== TASK INSTRUCTIONS ==
Report how many of the lines below contain the string "display", treating uppercase and lowercase letters as distinct. Give only the number.

== DATA FOR THIS EXERCISE ==
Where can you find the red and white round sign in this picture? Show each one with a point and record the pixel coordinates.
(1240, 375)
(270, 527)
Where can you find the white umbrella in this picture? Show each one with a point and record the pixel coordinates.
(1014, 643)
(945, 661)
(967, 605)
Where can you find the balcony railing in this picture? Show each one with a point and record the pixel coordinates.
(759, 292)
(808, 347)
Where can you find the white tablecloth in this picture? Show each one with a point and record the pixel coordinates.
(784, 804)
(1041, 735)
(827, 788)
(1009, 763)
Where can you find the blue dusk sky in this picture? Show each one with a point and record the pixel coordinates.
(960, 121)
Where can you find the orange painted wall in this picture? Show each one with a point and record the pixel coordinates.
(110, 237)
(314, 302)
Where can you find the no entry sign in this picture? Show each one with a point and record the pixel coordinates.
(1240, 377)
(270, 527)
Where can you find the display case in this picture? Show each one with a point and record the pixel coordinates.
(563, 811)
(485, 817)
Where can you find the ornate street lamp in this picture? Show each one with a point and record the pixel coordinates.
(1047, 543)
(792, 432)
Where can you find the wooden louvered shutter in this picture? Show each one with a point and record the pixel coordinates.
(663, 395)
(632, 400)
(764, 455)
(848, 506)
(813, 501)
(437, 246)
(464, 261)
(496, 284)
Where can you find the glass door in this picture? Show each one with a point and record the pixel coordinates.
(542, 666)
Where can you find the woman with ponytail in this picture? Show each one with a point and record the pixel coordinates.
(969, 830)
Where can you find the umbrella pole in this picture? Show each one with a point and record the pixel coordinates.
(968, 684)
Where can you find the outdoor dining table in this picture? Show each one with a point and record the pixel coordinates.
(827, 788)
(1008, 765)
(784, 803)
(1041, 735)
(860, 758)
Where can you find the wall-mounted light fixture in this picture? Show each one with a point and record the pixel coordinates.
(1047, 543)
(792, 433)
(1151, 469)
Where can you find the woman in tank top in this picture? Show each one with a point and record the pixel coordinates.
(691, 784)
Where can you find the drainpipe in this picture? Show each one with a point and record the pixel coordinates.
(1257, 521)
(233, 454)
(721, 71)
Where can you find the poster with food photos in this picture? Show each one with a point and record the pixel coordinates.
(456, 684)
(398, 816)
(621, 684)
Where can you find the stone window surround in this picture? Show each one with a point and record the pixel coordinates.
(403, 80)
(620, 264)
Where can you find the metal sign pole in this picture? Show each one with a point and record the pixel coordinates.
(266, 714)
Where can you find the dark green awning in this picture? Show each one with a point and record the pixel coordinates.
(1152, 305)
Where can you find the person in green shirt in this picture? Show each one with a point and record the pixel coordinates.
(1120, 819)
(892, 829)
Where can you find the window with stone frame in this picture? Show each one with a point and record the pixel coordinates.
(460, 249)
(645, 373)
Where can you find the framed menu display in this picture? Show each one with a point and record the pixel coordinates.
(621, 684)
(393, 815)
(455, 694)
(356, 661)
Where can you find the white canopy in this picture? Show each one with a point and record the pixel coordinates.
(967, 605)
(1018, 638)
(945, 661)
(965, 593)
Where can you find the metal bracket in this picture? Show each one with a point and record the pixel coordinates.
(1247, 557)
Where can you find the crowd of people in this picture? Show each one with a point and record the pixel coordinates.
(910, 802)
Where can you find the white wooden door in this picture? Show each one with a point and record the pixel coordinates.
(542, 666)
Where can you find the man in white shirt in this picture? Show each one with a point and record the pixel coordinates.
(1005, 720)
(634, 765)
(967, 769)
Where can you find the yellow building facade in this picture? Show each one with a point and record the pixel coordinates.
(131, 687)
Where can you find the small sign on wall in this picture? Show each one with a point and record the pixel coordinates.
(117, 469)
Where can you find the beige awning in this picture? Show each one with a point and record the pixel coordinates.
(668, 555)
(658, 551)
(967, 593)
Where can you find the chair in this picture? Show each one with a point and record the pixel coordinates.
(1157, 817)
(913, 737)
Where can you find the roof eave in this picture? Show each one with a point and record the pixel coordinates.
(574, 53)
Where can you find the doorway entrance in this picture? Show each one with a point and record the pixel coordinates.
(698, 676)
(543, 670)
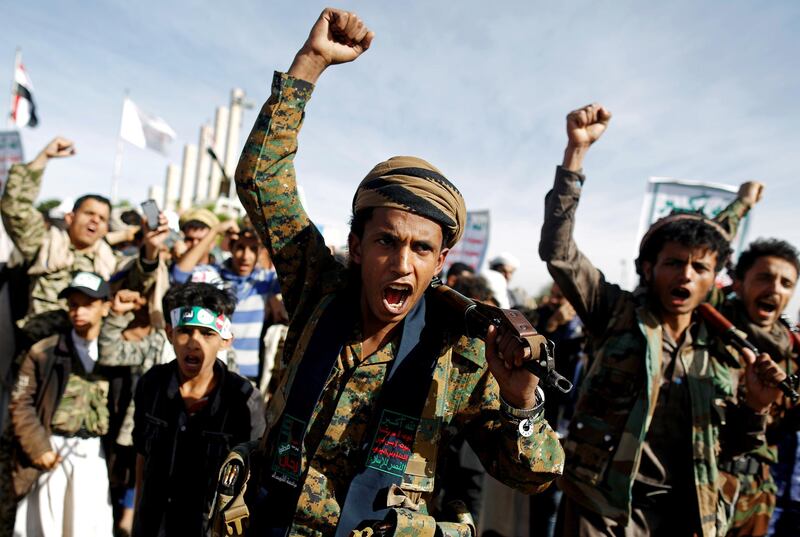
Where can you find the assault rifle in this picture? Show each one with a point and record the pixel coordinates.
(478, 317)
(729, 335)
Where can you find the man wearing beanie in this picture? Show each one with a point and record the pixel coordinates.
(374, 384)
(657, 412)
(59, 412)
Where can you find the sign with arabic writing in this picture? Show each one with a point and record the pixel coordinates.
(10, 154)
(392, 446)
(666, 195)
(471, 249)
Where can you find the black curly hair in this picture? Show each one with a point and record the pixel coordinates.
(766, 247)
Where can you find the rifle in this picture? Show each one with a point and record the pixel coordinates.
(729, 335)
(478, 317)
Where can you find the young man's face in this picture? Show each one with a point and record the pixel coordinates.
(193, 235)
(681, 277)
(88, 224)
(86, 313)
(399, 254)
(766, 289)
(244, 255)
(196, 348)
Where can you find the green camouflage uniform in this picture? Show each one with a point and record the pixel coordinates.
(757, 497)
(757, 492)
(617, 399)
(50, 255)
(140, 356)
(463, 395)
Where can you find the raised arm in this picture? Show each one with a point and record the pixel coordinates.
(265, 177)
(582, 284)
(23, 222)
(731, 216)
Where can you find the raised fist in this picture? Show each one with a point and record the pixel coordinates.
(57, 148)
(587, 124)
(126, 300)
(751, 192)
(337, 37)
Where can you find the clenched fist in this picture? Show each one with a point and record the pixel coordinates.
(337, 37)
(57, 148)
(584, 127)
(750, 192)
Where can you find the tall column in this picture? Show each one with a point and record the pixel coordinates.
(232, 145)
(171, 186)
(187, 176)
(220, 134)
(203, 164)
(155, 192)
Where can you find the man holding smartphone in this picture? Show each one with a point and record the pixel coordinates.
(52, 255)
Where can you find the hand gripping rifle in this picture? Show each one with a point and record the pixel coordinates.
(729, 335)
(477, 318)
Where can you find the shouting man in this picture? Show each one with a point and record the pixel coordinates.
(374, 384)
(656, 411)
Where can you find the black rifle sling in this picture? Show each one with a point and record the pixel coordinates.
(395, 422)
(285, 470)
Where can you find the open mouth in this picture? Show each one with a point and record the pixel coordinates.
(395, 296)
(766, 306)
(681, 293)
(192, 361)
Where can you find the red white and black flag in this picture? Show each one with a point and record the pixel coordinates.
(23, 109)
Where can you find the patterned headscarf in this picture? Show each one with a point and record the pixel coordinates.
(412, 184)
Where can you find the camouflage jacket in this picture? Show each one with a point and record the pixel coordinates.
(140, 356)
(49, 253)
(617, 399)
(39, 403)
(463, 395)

--

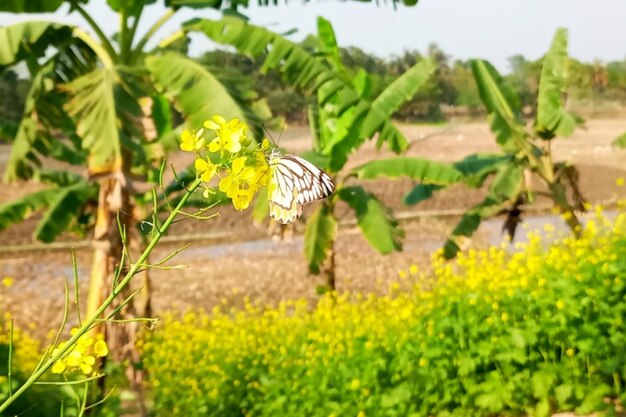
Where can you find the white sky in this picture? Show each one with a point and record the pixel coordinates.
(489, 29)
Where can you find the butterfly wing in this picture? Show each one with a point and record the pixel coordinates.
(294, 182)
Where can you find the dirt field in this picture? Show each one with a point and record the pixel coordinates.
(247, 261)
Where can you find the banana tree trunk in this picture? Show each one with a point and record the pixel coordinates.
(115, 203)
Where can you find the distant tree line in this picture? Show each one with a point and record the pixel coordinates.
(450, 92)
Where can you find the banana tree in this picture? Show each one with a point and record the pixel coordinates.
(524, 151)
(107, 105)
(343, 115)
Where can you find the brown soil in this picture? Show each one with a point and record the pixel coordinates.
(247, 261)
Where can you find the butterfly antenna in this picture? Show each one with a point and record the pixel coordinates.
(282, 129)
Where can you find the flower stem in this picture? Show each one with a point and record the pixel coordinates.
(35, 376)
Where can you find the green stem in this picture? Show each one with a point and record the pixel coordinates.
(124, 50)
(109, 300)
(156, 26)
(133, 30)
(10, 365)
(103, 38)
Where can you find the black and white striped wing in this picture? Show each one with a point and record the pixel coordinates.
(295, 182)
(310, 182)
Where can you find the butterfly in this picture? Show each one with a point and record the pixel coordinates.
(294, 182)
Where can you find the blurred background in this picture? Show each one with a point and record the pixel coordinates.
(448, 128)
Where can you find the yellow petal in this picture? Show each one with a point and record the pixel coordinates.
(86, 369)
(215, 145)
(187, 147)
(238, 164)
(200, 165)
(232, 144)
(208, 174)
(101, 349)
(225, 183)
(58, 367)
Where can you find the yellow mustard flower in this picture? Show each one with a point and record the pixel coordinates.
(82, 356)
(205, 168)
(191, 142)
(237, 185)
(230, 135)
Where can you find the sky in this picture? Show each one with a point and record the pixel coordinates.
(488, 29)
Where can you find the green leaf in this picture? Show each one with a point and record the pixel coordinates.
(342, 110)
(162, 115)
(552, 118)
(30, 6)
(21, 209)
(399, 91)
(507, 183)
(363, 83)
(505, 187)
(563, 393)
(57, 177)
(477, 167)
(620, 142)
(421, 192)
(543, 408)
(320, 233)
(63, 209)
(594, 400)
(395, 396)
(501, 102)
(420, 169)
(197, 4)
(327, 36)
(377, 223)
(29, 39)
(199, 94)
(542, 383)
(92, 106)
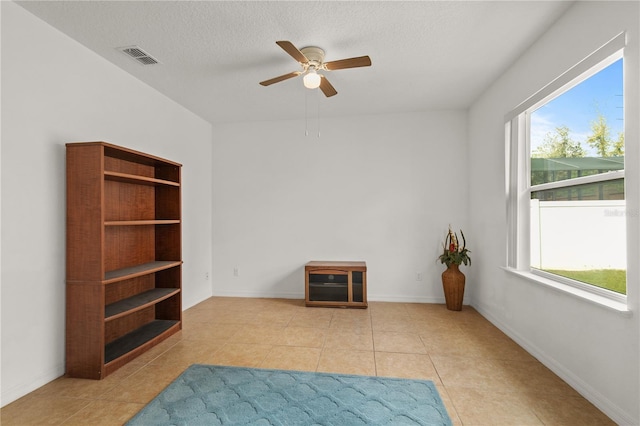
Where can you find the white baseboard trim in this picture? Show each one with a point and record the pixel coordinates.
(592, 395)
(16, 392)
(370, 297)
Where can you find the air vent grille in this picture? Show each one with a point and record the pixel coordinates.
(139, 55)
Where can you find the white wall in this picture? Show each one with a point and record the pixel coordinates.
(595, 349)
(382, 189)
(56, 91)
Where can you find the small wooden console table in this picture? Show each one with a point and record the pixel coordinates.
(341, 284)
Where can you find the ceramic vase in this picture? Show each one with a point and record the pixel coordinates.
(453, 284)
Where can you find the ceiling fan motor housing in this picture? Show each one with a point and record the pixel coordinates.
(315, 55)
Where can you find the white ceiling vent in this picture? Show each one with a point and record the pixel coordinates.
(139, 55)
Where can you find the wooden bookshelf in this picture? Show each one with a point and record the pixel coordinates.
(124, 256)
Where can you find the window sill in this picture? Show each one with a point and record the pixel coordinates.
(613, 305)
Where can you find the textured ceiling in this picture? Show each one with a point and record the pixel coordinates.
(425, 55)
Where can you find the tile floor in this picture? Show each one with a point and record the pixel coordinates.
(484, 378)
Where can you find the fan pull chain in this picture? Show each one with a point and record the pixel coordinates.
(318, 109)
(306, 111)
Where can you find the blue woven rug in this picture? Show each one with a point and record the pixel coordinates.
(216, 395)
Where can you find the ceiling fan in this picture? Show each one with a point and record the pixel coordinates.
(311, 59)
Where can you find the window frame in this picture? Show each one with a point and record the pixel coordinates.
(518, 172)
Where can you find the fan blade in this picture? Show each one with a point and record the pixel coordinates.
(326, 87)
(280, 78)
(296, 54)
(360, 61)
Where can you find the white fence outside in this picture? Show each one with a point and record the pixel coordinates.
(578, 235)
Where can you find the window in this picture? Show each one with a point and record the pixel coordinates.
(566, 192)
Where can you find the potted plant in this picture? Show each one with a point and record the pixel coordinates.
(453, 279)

...

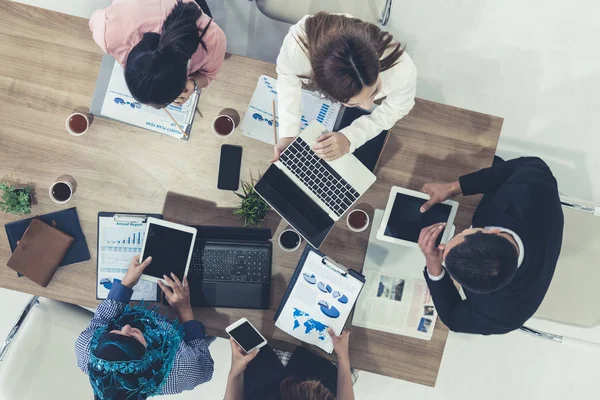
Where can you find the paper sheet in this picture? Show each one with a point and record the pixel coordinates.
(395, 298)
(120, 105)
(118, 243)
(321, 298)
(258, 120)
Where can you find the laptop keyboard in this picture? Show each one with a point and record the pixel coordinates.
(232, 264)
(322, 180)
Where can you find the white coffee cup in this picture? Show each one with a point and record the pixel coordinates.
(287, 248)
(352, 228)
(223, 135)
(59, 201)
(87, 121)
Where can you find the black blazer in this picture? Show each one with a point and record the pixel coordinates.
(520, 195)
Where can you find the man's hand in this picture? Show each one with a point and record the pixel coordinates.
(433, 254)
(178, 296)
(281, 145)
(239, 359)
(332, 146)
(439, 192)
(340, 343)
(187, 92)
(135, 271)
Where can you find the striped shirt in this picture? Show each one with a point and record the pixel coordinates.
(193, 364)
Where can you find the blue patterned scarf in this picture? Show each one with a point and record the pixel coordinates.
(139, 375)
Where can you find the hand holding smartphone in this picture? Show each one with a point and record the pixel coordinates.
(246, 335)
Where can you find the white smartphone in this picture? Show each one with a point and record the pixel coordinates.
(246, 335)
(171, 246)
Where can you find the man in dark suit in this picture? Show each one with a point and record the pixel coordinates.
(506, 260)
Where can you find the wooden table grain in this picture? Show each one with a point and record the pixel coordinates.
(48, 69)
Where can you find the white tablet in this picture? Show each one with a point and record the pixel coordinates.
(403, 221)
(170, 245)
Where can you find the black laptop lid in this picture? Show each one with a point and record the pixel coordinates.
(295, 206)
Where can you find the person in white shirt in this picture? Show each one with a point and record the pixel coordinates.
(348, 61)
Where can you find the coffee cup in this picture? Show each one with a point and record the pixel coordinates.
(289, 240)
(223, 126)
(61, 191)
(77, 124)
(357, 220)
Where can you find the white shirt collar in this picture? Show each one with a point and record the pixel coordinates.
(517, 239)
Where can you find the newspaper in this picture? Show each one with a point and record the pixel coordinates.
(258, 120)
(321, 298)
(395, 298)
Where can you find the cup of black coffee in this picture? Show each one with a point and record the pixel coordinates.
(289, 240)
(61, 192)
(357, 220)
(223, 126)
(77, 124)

== TASK ANSWER ==
2